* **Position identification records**
[START]

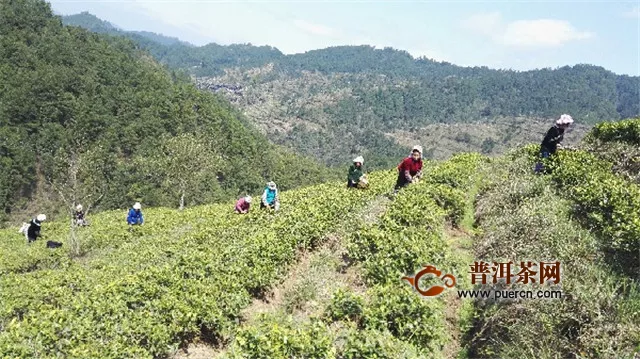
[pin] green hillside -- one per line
(337, 255)
(93, 120)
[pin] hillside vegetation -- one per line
(93, 120)
(187, 275)
(343, 101)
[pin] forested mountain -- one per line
(88, 118)
(341, 101)
(92, 23)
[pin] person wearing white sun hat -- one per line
(270, 198)
(356, 177)
(79, 216)
(135, 216)
(243, 205)
(552, 139)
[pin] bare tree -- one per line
(79, 177)
(182, 164)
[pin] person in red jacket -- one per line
(410, 169)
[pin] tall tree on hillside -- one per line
(184, 164)
(79, 176)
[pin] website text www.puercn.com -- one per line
(510, 294)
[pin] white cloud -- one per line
(314, 29)
(484, 23)
(524, 33)
(428, 53)
(633, 13)
(541, 33)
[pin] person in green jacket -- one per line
(356, 177)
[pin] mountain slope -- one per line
(342, 101)
(187, 276)
(86, 117)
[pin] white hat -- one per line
(564, 120)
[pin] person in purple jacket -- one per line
(243, 204)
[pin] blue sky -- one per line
(513, 34)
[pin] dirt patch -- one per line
(196, 351)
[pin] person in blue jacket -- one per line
(135, 215)
(270, 197)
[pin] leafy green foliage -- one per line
(609, 203)
(140, 293)
(622, 131)
(597, 316)
(345, 305)
(277, 338)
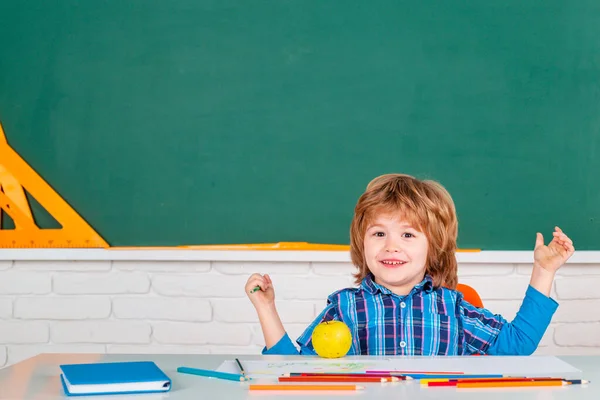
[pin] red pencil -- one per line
(374, 379)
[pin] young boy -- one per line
(403, 242)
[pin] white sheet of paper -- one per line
(506, 365)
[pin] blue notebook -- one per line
(113, 378)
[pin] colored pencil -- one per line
(483, 376)
(305, 387)
(351, 374)
(414, 372)
(337, 379)
(241, 368)
(211, 374)
(474, 385)
(453, 382)
(256, 289)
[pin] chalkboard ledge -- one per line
(484, 257)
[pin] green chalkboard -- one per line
(199, 122)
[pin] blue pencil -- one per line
(211, 374)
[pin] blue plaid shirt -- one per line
(428, 321)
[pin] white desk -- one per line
(38, 378)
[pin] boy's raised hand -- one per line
(265, 295)
(556, 253)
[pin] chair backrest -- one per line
(470, 295)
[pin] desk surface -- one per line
(38, 378)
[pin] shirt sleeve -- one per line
(523, 335)
(286, 347)
(480, 327)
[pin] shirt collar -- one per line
(368, 284)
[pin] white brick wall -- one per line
(200, 306)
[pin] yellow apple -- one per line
(332, 339)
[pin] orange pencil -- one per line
(305, 387)
(336, 379)
(510, 384)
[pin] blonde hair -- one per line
(426, 205)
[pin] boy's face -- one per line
(396, 253)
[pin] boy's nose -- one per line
(392, 247)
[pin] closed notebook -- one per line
(113, 378)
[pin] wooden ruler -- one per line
(16, 176)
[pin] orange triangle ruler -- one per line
(16, 175)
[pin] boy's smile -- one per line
(396, 253)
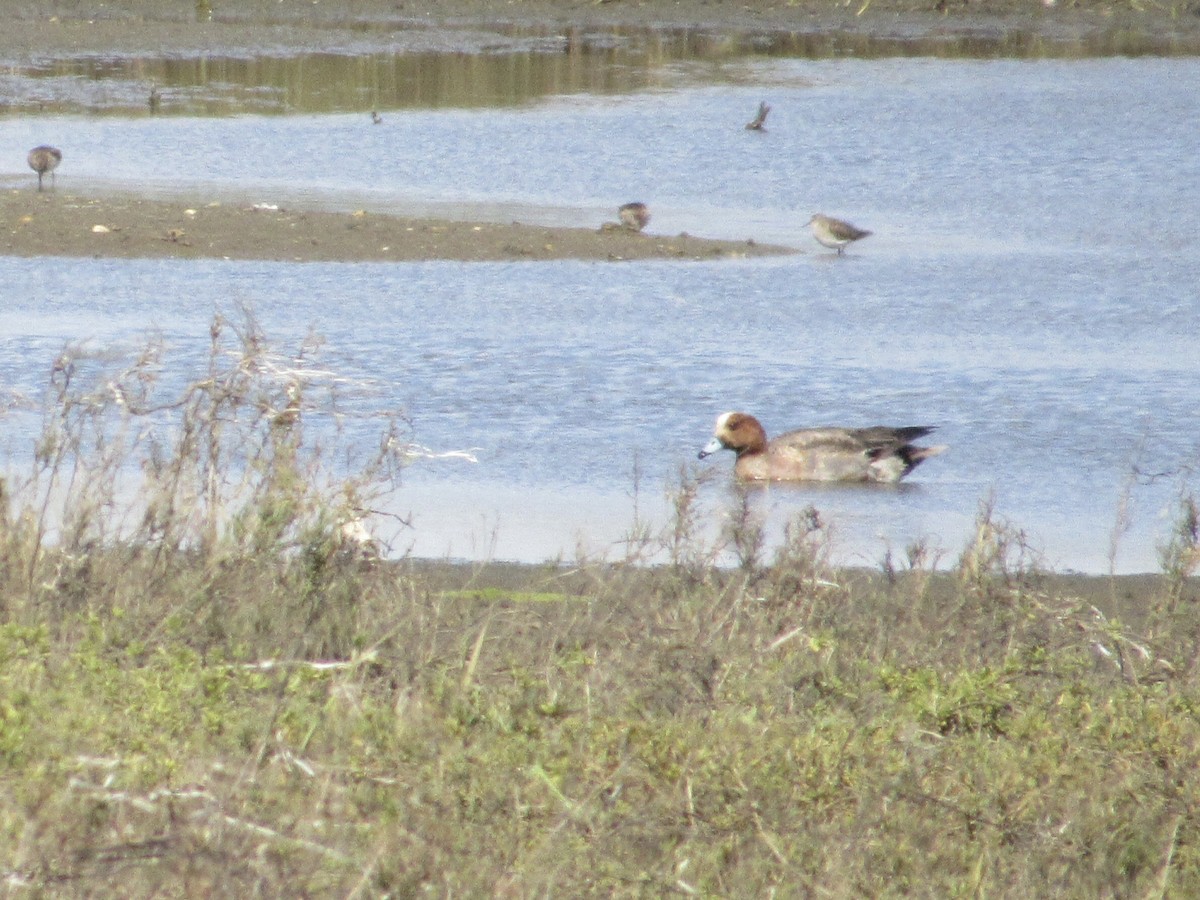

[END]

* **Aim**
Extract, without any change, the lines from the one containing "[pin] white brick wall -- one per line" through the end of the records, both ends included. Leave the pictures out of your answer.

* **Solution**
[pin] white brick wall -- one per line
(200, 306)
[pin] yellow apple -- one per line
(332, 339)
[pin] orange pencil -- one per line
(305, 387)
(336, 379)
(510, 384)
[pin] blonde hair -- one per line
(426, 205)
[pin] boy's face -- one per line
(396, 253)
[pin] boy's nose -- one per line
(392, 247)
[pin] closed notebook -- one per line
(113, 378)
[pin] wooden ruler -- one per line
(16, 176)
[pin] orange triangle ruler -- one per line
(16, 175)
[pin] boy's smile -- one per line
(396, 253)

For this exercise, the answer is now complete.